===== Texte de la page

Quant aux besoins ouvriers, la seule chose qu’on puisse dire c’est que le capital les suscite sans jamais pouvoir les satisfaire. Il est évident que là s’ouvre une possibilité de lutte. Mais c’est une autre histoire que de construire sur les besoins et sur la valeur d’usage une éthique de la libération. La valeur d’usage est transformée en catégorie humaniste qui légitimerait le projet subversif de l’ouvrier social, justement son autovalorisation.

Modéré au fond, Negri propose un absurde renversement en lieu et place de la définition marxienne du communisme comme destruction de la valeur et de ses lois.

A quels comportements identifie-t-il cette autovalorisation ? Fondamentalement, à tous ceux qui permettent d’extorquer du revenu hors du rapport classique d’exploitation, c’est-à-dire du travail salarié. Ainsi tout est autovalorisation : depuis les comportements illégaux du jeune prolétariat jusqu’à la dépense publique ou l’économie invisible.

III – Deux ou trois conclusions

Quelle est donc l’erreur originelle de l’opéraïsme ? Celle d’analyser la réalité capitaliste en assujettissant toujours son moment objectif, celui de la valeur, à son moment « subjectif », celui de la détermination de classe.

« La lutte et la composition de la classe ouvrière déterminent non seulement les mouvements du capital mais aussi leur qualité, non seulement leur dynamique, mais encore leurs tendances ». Le développement du capital devient une variable de la combativité ouvrière. D’où vient l’absurdité de telle affirmations qui peuvent sembler radicales et marxistes ? Marx a écrit : la lutte de classe est le moteur de l’histoire. Toutefois l’analyse de Marx se meut entre deux pôles complémentaires, en continuel rapport dialectique : d’un côté le capital comme puissance sociale, objectivité pure – « esprit du monde » – de l’autre la classe ouvrière, partie de ce rapport, mais aussi moment autonome, subjectivité antagoniste. La difficulté théorique tient dans le maintien en tension de ce rapport dialectique, sans jamais soumettre l’un des pôles à l’autre. Le marxisme de la IIe internationale, tant dans sa version révolutionnaire (Rosa Luxembourg) que dans sa version réformiste (Kautsky, Bauer), tendait à noyer la subjectivité ouvrière dans un fatalisme lié à une foi dans l’écroulement automatique du capitalisme. De son côté, Lénine privilégiait le moment de la subjectivité, mais quand celle-ci finissait par se traduire dans la subjectivité bureaucratique du parti.

==========

== Consignes ==
**A.** D'après le texte sur l'opéraïsme, quels auteurs représentent la version réformiste du marxisme de la IIe internationale ?
**B.** Reproduisez fidèlement le passage du texte sur l'opéraïsme qui commence à « Modéré au fond, Negri » et se termine à « ou l’économie invisible. ».
**C.** Rédigez la suite du texte sur l'opéraïsme en partant de sa dernière phrase.
Les données proviennent d'une source distincte du texte sur l'opéraïsme.

===== Lignes de données

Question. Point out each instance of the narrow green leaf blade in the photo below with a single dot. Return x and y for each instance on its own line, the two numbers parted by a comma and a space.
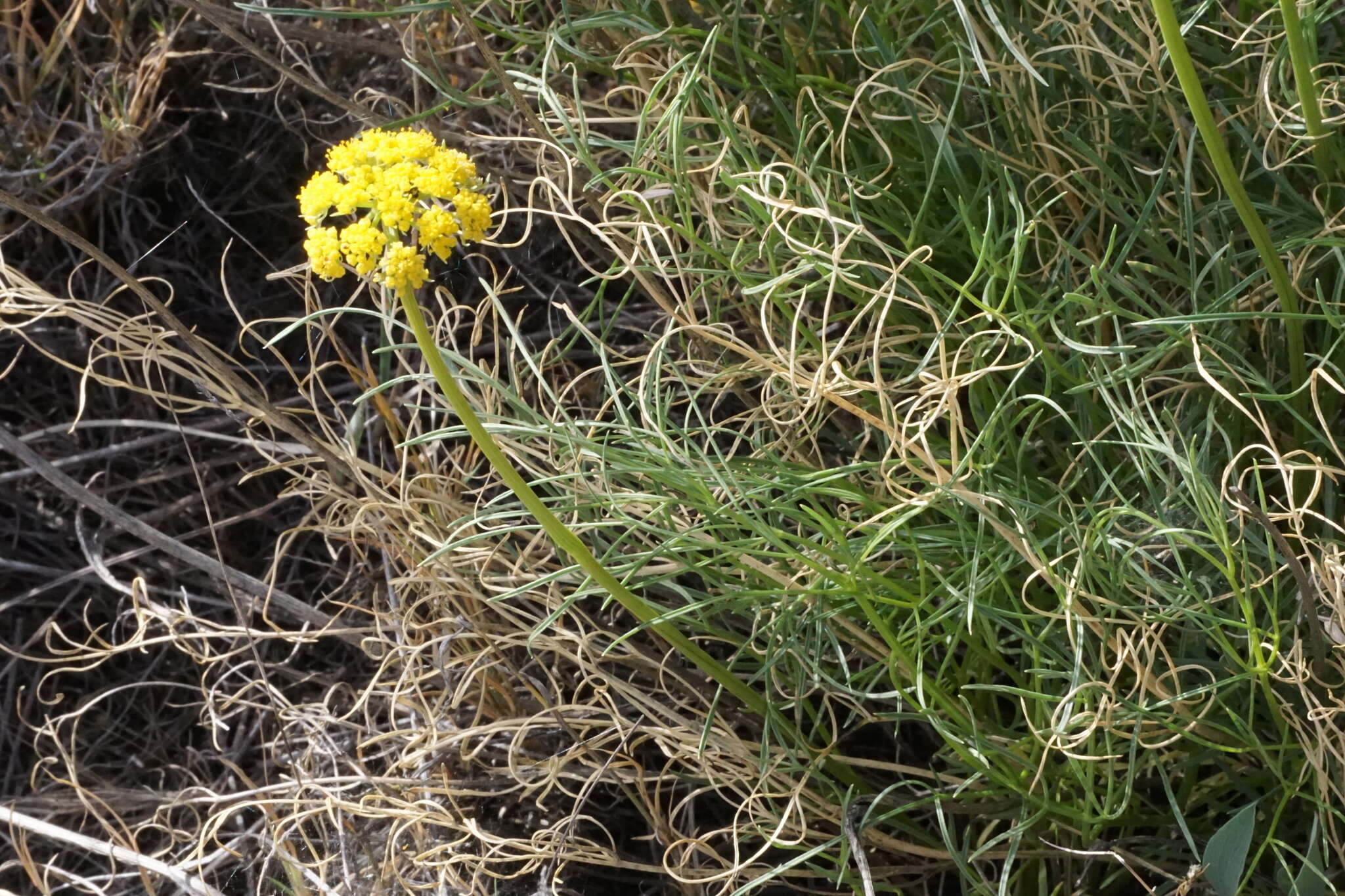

==========

== Réponses par consigne ==
**A.** Kautsky et Bauer.

**B.**
Modéré au fond, Negri propose un absurde renversement en lieu et place de la définition marxienne du communisme comme destruction de la valeur et de ses lois.

A quels comportements identifie-t-il cette autovalorisation ? Fondamentalement, à tous ceux qui permettent d’extorquer du revenu hors du rapport classique d’exploitation, c’est-à-dire du travail salarié. Ainsi tout est autovalorisation : depuis les comportements illégaux du jeune prolétariat jusqu’à la dépense publique ou l’économie invisible.

**C.**
Dans les années vingt, l’urgence d’arracher la possibilité du changement social à l’étreinte mortelle de l’État-parti a mené à une rechute dans des positions déterministes. Pour justifier théoriquement une autre solution que le bolchevisme, il sembla possible à beaucoup de fonder la théorie de la révolution sur la fameuse loi de la baisse tendancielle du taux de profit, formulée dans le tome III du « Capital ». Une lecture réductrice de ces pages peut faire penser que le capitalisme mourra de mort naturelle, brisé par ses contradictions. C’est tout ce qu’ont dit Bordiga et Mattick, bien que de points de vue différents et en en tirant des conclusions organisationnelles opposées. Les cinquante dernières années ont définitivement montré qu’entre crise et révolution il n’y a pas de rapport immédiat. Tout ce que la théorie de la crise peut nous dire est que le capital ne peut se reproduire de façon harmonieuse et qu’il « ne résout ses contradictions qu’en les généralisant ». Les courants du mouvement ouvrier qui ont basé leurs positions sur la nécessité déterministe de l’écroulement se trouvés confrontés à un vide théorique immense au moment de la faillite des prévisions.

Ou alors ils ont fait comme Camatte (ex-bordiguiste) qui, n’ayant pas vu se réaliser la prophétie du maître qui prévoyait la révolution pour 1975, théorise maintenant une improbable situation hors de « ce monde qu’il faut quitter ». Ceux-là, dominés par la puissance du monstre, voient le capital partout et pensent que la seule chose à faire est de s’adonner à la macrobiotique, d’attendre et de voir.

Revenons à l’opéraïsme italien. Celui-ci se trouve sur l’autre rive de l’idéologie. « La classe ouvrière doit tout diriger » était le vieux slogan des années soixante. Elle ne doit pas seulement, elle décide déjà, sinon de tout, du moins de presque tout, car vu sa force elle autorise ou interdit le développement capitaliste, à son gré. Mais si elle a tant de pouvoir, pourquoi la révolution serait-elle nécessaire ?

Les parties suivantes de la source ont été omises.